• SELECTED TEXT:
+---+

MSCHF, for its part, claims it did everything it could to stop these orders from going out. In its response, filed May 20, it said it had taken the injunction “seriously” and made “diligent, substantial efforts to comply.”

“Contrary to plaintiffs’ assertions, MSCHF has not ‘continued to fulfill orders for’ the Wavy Baby; to the contrary, MSCHF made ample, reasonable efforts to halt and reroute all Wavy Baby shipments in compliance with the injunction,” it wrote. “Although these efforts were largely unsuccessful, that is not because of a lack of trying or diligence.”

MSCHF’s efforts, it said, included attempting to work with its liaison in China to cancel orders, with its logistics vendor in the U.S. to reroute orders to the vendor’s warehouse, with its U.S. vendor’s shipping vendors to reroute the orders and directly with the carrier to reroute the orders. Despite these “diligent efforts,” it said “most” of the Wavy Baby packages were delivered to purchasers.

James Kernan, MSCHF’s head of footwear, submitted an affidavit alongside his company’s May 20 filing attesting to these efforts. Of the 4,306 Wavy Baby pairs sold, he said, 2,086 had already arrived at its New York warehouse as of April 18, the day the shoe became available for purchase. The others, still at Qingyuan Hanjia Shoes Company Limited’s factory in China, were supposed to ship directly to consumers on April 20.

On April 22, Kernan said he learned that not all the 2,220 Wavy Baby shoes in China had shipped. In fact, because DHL-China had imposed a daily shipping quota, 1,912 pairs remained at the factory, he attested. On April 26, ahead of the court’s TRO hearing, Kernan said he emailed his factory liaison, Gary Hanjia, to ask if it was still possible to cancel the shipment of the remaining shoes.

“Here I confirm that all the Wavy shoes have left the factory and have been handed off to a third party for shipping via DHL to US customers,” Hanjia wrote on April 26. “No, It is impossible to stop the shipments right now from delivery to customers. I am sorry , James . It is too late since the goods have left the factory, Pls understand. [sic]”

Isa Zinser—the warehouse manager at LW12, a logistics vendor owned by Kernan that fulfills “many” of MSCHF’s art projects—led LW12’s fulfillment of Wavy Baby orders through the Utah-based shipping company Buku. On May 3, Kernan said he learned from Zinser that, “according to Buku, it might be possible for DHL to re-route the shipments from purchasers’ addresses to LW12’s New York warehouse.”

On May 4, a MSCHF employee, Jacob Krowicki, told Kernan he had called the general DHL-America customer service phone number and said it would be “theoretically possible” to reroute orders carried by DHL. Kernan’s affidavit spends nearly four pages explaining the various ways MSCHF attempted to facilitate this rerouting. Ultimately, however, these efforts largely failed. As of May 26—as required by the April 29 order, MSCHF general counsel John Belcaster filed an update on May 29 detailing MSCHF’s compliance with the TRO—1,802 pairs shipping from China had been delivered.

Vans filed its reply to MSCHF’s response Friday. In it, the brand argued that MSCHF failed “to take even obvious steps to prevent shipment of the infringing shoes.”

+---+

• LISTED ENTRIES:
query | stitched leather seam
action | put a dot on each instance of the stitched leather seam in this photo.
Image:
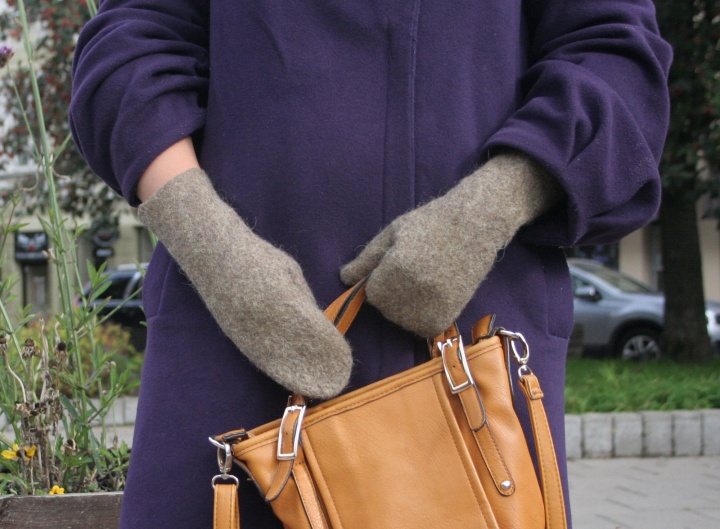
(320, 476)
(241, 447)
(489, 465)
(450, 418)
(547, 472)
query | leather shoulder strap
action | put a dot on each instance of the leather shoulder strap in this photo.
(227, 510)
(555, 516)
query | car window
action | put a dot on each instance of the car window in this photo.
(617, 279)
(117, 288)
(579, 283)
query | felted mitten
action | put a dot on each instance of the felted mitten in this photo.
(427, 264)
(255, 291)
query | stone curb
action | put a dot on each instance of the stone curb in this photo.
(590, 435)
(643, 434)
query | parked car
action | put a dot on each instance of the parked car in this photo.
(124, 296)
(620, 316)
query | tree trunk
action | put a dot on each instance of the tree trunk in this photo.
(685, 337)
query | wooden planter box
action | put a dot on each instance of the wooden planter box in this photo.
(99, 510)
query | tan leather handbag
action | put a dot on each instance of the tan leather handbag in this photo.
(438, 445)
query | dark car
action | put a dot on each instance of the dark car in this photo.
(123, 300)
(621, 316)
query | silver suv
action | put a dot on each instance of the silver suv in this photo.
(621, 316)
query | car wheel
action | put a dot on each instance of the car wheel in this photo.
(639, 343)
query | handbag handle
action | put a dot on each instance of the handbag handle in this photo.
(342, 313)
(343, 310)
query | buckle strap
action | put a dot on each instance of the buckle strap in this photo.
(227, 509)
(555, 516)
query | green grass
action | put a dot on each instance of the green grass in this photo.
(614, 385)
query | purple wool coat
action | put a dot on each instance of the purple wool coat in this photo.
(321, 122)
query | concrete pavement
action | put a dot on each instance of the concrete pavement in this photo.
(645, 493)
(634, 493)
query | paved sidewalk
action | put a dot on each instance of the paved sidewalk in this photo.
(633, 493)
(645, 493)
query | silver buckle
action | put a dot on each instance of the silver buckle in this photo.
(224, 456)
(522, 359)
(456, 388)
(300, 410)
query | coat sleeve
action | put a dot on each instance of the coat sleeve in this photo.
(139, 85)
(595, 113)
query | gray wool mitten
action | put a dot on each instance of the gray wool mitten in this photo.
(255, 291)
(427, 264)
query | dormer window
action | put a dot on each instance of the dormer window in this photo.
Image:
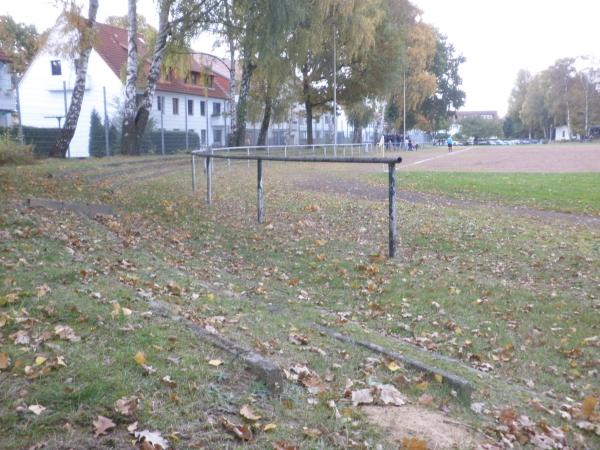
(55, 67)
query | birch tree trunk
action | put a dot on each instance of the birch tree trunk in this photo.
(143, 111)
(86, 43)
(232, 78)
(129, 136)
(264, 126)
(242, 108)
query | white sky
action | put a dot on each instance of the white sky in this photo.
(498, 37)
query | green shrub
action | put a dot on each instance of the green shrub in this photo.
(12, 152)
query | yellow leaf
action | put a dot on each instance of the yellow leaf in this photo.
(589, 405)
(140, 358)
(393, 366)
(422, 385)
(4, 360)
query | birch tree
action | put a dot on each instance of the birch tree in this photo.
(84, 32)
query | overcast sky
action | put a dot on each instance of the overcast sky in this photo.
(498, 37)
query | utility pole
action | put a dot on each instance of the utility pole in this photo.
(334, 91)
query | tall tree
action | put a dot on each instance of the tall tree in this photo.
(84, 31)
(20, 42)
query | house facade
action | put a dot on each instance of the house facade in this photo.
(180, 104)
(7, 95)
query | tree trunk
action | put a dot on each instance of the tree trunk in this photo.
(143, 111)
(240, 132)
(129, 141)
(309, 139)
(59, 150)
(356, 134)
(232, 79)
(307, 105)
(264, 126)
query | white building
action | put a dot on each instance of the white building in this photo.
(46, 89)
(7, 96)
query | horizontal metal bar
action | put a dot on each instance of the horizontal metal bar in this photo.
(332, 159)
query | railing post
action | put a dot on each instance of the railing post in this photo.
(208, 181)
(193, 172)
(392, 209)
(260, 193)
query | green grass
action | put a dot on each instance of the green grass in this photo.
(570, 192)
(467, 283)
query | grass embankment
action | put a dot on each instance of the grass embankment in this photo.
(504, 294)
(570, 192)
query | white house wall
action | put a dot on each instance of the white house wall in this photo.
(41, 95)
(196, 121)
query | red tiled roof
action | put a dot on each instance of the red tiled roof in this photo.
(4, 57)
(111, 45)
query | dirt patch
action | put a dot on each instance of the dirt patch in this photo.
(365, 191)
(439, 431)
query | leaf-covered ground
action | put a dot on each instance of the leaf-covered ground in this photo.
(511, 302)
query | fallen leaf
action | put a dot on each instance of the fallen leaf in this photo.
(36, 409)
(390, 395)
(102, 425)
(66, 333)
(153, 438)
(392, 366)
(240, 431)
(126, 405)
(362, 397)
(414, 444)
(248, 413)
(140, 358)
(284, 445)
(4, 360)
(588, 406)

+---+

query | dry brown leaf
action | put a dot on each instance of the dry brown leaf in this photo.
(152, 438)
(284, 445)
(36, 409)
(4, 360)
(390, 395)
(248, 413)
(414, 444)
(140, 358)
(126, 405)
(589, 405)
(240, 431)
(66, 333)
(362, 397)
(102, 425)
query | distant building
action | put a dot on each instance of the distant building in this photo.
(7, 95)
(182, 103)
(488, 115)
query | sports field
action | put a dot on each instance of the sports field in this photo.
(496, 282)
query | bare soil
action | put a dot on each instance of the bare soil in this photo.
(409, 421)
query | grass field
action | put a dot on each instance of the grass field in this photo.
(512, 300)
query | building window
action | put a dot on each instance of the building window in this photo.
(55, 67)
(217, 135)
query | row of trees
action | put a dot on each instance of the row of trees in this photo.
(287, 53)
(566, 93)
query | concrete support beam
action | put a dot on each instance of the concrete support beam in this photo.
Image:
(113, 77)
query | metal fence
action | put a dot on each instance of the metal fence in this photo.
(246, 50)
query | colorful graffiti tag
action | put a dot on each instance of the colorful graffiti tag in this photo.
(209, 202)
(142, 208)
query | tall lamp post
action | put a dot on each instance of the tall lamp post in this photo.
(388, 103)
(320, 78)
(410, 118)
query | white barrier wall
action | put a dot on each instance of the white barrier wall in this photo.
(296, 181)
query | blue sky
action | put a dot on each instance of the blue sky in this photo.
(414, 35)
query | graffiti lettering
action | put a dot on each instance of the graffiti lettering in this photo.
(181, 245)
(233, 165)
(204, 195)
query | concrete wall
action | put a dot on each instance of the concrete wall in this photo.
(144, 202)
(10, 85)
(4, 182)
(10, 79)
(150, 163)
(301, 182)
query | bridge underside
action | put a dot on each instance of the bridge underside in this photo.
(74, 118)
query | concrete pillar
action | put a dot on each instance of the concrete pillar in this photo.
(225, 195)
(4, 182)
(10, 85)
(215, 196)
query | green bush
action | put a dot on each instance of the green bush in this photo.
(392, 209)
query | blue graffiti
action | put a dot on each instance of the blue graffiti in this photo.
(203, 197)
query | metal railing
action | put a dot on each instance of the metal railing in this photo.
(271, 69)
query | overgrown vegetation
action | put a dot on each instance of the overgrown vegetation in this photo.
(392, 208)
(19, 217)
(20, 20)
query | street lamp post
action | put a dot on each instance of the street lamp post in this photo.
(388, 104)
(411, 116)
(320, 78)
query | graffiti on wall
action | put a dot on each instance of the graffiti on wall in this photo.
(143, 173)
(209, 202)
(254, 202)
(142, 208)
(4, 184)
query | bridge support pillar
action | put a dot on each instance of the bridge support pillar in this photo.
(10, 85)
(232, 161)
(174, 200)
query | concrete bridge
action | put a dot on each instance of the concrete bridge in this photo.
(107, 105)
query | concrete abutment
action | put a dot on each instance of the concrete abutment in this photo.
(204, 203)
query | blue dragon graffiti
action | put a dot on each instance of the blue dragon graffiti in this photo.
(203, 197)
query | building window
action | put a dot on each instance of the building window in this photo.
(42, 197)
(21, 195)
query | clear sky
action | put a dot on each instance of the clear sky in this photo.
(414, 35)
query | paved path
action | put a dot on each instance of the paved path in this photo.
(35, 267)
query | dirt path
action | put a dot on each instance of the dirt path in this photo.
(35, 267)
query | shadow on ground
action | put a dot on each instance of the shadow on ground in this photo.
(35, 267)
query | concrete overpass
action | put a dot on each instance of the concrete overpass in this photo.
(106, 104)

+---+

• WRITTEN TASKS:
1. In the passage on the Wavy Baby shoe dispute, how many pairs had already arrived at MSCHF's New York warehouse as of April 18?
2. Write a continuation of the passage on the Wavy Baby shoe dispute, picking up after its final sentence about Vans' reply.

• EXERCISE RESULTS:
1. 2,086 pairs.

2.
More specifically, it took issue with the nearly two-week period in which the 1,912 remaining Wavy Baby shoes sat in a “third-party holding area” before DHL picked them up. According to Vans, “all that MSCHF needed to do was instruct its affiliates to say ‘no’ when DHL tried to pick up the Infringing Shoes.”

“MSCHF’s attempt to muddy the waters with a narrative of futile efforts to ‘re-route’ shipments is belied by the record, which confirms that MSCHF had ample opportunity to comply with the Injunction but chose not to do so,” Vans wrote. “MSCHF’s blatant violation of the Injunction justifies a finding of contempt and the imposition of sanctions.”

Though Vans declared MSCHF “suspiciously silent as to which entity had control over the ‘third-party holding area,’” the update Belcaster filed two days later claims “MSCHF lacked any legal right or practical ability to control the fulfillment of the orders once they left the factory with which MSCHF does business, including once they arrived at the third-party holding area from which DHL-China picked up the orders.”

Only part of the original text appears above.